▶ **Text block**:
◇ ◇ ◇
The List: Justin Hemmes gains entry to billionaires’ club
Justin Hemmes is a billionaire for the first time thanks to the spectacular rise of his Sydney hotel and pub empire.
Justin Hemmes is a billionaire for the first time thanks to the spectacular rise and rise of his Sydney hotel and pub empire Merivale.
Mr Hemmes owns Merivale with sister Bettina and has a fortune valued at $1.05 billion on the inaugural edition of The List — Australia’s Richest 250, published in a special magazine in The Weekend Australian on Saturday. He is also one of 68 property identities who appear in The List, the biggest study of wealth in Australia ever undertaken.
He now oversees an empire comprising 89 properties and brands, more than 3000 full- and part-time employees, and a business with more than $400 million revenue annually.
But Mr Hemmes has not always had it easy, revealing that he struggled to convince banks to back his transformational Establishment entertainment mecca in the Sydney CBD in 2000, and then Ivy seven years later. “I couldn’t get the finance at first after doing all the rounds of the banks,’’ he told The Australian. “But I had faith that if you create something that people want, they will come.”
With Ivy, Mr Hemmes recalls using cashflow from other parts of his business to pay interest on a $22 million loan. “I remember saying to Dad (the late John Hemmes): ‘I think we will have to pull the plug.’ But he asked me if I thought it would be any good and I said: ‘Yeah, it is going to be amazing.’ ‘So you have to stick to it,’ he said. And I did.”
Mr Hemmes is now deep into the planning of his biggest project yet: a $1.5bn radical knockdown and complete rebuild of the Ivy precinct on George Street that will see him once again transform the city’s CBD.
“Maybe I’m more like an artist. I’ve always wanted to create something here; that has always been the plan. But with the opening-up of George Street and the trams (soon) going through, the excitement and development that is happening in the city is unprecedented.”
◇ ◇ ◇
▶ **Dataset content**:
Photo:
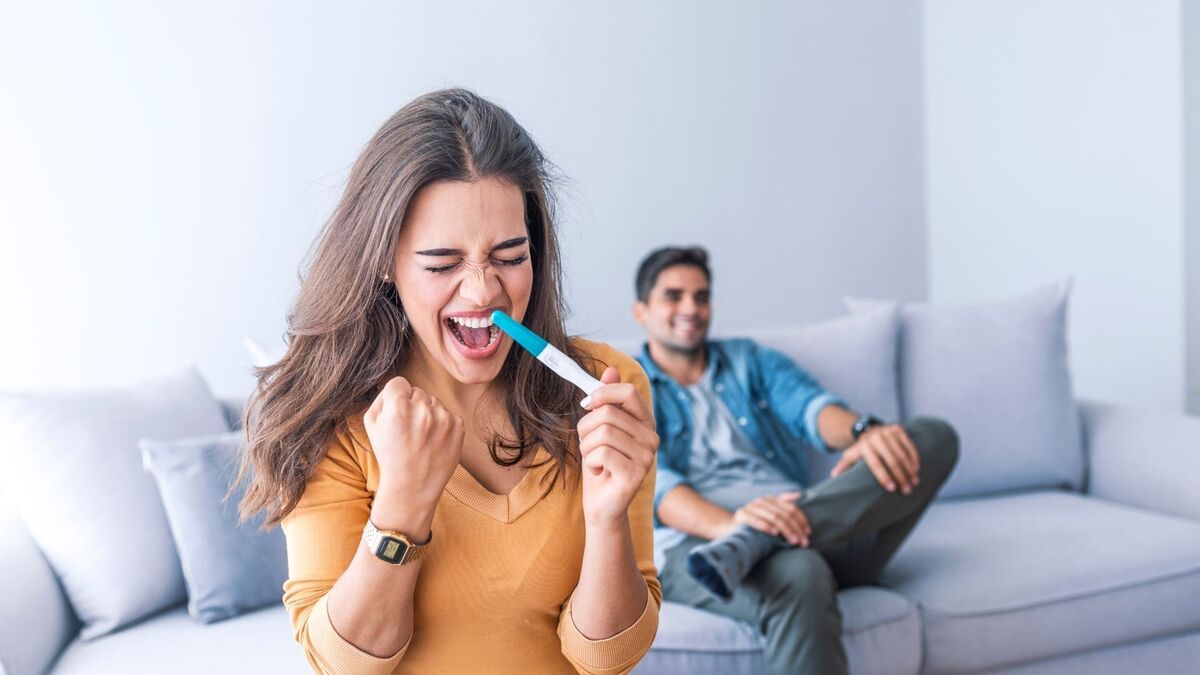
◇ ◇ ◇
▶ **List of tasks**:
A - Set down the passage of the article on Justin Hemmes starting at "He now oversees" and ending at "million revenue annually.".
B - Render this sentence from the Justin Hemmes article into Spanish: "He now oversees an empire comprising 89 properties and brands, more than 3000 full- and part-time employees, and a business with more than $400 million revenue annually."
C - Extend the Justin Hemmes article past its final paragraph.

▶ **Outputs**:
A -
He now oversees an empire comprising 89 properties and brands, more than 3000 full- and part-time employees, and a business with more than $400 million revenue annually.

B - Ahora dirige un imperio que comprende 89 propiedades y marcas, más de 3000 empleados a tiempo completo y a tiempo parcial, y un negocio con más de $400 millones de ingresos anuales.

C -
Ivy will be rebuilt within seven years and, while he has not finalised the plans for the precinct that for now at least contains 20 different venues and businesses, he is close to formulating his vision.
“I basically want to reimagine how we work and play and socialise; and how we interact.’’
The radical Ivy revamp plan also comes at a time when Mr Hemmes, once known as Sydney’s “ultimate playboy”, insists stories about his personal life — which included a high-profile split from the mother of his two young children, Kate Fowler, last year — have created a “stigma” around his reputation.
He says he is now living a relatively quiet life and rides to work on an electric bike, though admits he still “loves to have fun”. “He drives himself very hard and expects the best, working collaboratively to deliver the vision,” says friend and Seven West Media executive Bruce McWilliam.
“His flair for finance is equally as impressive as each new outlet enhances the whole group.
“He always gives of himself, which is why he has such a big group of friends and supporters on top of family.”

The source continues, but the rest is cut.